**Bereitgestellter Auszug:**
——

Je mehr das West-Berlin vor der Wende als diese sagenhafte Periode
mystifiziert wird, in der David Bowie in der Disco Dschungel abhing, Wim
Wenders und Anselm Kiefer in Oswald Wieners Restaurant Exil über Bilder
diskutierten und Christiane F. mit Musikern der Einstürzenden Neubauten
Musik aufnahm, desto wohltuender ist es, ab und zu mal ein authentisches
Dokument zu Gesicht zu bekommen, das einen wieder auf den Boden der
Tatsachen bringt.
West-Berlins Kunstszene war eine mit viel Staatsknete am Leben erhaltene
Angelegenheit, in der sich dank günstiger Lebensbedingungen Platz für
allerhand Abwegiges und durchaus auch Innovatives bot. Dieses spielte sich
aber in einem heute unvorstellbar überschaubaren Rahmen ab. Dass diese
Situation schon damals Künstler aus der ganzen Welt anzog, zeigt eine
Ausstellungstrilogie, die derzeit in der daadgalerie, dem Neuen Berliner
Kunstverein (n.b.k.) und der Galerie im Körnerpark zu sehen ist. Auf der
Basis eines Digitalisierungsprojekts des Archivs der daadgalerie zeigen die
Kuratorinnen Nóra Lukács und Melanie Roumiguière, was für eine eminente
Bedeutung das Berliner Künstlerprogramm (BKP) des DAAD für die Kunstszene
der Stadt hatte, aber auch, wie es ein Instrument staatlicher
Kulturförderung war, mit dem durchaus politische Ziele verbunden waren und
das ganz auf die spezielle Situation der geteilten Stadt abgestimmt war.

——

(Einträge zu Formgrenzen)

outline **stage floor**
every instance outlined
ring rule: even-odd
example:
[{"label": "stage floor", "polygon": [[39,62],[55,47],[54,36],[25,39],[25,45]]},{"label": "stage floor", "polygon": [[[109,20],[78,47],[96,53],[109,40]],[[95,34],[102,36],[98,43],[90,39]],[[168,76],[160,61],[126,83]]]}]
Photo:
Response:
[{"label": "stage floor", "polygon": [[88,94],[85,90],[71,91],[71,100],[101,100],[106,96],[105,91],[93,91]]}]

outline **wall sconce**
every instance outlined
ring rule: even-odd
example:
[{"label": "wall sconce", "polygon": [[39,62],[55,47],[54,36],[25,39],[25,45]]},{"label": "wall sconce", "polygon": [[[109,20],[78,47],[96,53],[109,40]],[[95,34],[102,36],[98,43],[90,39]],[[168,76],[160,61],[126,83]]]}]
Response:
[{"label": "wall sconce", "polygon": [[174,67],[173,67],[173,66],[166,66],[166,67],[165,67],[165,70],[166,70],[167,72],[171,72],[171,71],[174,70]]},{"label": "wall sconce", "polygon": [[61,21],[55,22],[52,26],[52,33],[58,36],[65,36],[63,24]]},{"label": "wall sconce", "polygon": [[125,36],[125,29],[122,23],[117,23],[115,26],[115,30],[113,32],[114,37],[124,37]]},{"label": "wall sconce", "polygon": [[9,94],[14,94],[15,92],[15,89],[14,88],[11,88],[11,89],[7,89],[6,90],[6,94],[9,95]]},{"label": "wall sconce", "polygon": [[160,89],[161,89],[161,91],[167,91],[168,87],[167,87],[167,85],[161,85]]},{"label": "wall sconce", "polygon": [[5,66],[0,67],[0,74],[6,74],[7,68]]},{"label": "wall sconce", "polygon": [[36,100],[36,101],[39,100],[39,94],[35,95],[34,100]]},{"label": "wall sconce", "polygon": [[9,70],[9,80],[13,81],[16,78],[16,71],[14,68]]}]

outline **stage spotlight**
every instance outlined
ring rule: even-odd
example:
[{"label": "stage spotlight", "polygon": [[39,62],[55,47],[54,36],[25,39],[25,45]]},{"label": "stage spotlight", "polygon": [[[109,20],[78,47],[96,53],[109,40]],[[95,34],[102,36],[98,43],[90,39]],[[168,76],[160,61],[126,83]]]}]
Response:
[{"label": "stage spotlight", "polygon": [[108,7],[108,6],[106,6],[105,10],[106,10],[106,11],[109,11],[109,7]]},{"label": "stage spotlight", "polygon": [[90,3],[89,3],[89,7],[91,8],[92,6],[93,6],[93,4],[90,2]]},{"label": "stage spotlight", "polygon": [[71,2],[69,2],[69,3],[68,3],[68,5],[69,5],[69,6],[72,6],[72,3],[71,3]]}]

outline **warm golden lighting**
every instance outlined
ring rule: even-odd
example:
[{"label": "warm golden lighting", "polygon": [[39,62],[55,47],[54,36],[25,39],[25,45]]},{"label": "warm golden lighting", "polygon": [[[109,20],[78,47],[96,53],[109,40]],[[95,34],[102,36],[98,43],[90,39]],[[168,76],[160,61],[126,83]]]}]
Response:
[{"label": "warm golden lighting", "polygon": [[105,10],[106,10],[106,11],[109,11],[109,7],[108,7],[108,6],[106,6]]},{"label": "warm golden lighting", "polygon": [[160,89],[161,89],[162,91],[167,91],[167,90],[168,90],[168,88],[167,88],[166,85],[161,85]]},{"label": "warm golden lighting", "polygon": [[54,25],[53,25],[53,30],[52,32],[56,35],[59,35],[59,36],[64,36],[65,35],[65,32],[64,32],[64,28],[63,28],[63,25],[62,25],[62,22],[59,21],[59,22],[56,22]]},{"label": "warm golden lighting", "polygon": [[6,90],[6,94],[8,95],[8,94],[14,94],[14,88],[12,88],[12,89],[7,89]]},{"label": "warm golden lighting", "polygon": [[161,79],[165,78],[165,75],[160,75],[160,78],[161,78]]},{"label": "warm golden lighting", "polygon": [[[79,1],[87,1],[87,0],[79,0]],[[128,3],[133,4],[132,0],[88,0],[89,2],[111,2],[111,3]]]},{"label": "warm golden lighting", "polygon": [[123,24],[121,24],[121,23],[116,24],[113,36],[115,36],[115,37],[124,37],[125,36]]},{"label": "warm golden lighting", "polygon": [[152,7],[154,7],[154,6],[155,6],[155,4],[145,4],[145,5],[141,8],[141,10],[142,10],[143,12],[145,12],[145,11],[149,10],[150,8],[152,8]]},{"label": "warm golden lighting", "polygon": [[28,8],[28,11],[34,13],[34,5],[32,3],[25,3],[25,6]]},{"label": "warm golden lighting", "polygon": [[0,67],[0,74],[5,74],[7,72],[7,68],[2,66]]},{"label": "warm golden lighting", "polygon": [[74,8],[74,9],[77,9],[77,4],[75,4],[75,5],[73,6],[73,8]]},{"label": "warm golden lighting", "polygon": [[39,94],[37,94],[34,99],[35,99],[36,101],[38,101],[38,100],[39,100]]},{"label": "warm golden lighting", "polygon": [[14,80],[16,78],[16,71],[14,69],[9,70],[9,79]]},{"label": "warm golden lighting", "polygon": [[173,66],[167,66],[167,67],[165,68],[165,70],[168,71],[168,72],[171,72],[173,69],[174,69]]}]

——

**Ziel der Aufgabe:** Entnimm dem Auszug über die West-Berliner Kunstszene die Stelle, die bei den Worten „Je mehr das“ beginnt, und höre nach „Tatsachen bringt.“ auf; übernimm sie Wort für Wort. Die Auflistung wird hier nicht gebraucht.

**Lösung:**
Je mehr das West-Berlin vor der Wende als diese sagenhafte Periode
mystifiziert wird, in der David Bowie in der Disco Dschungel abhing, Wim
Wenders und Anselm Kiefer in Oswald Wieners Restaurant Exil über Bilder
diskutierten und Christiane F. mit Musikern der Einstürzenden Neubauten
Musik aufnahm, desto wohltuender ist es, ab und zu mal ein authentisches
Dokument zu Gesicht zu bekommen, das einen wieder auf den Boden der
Tatsachen bringt.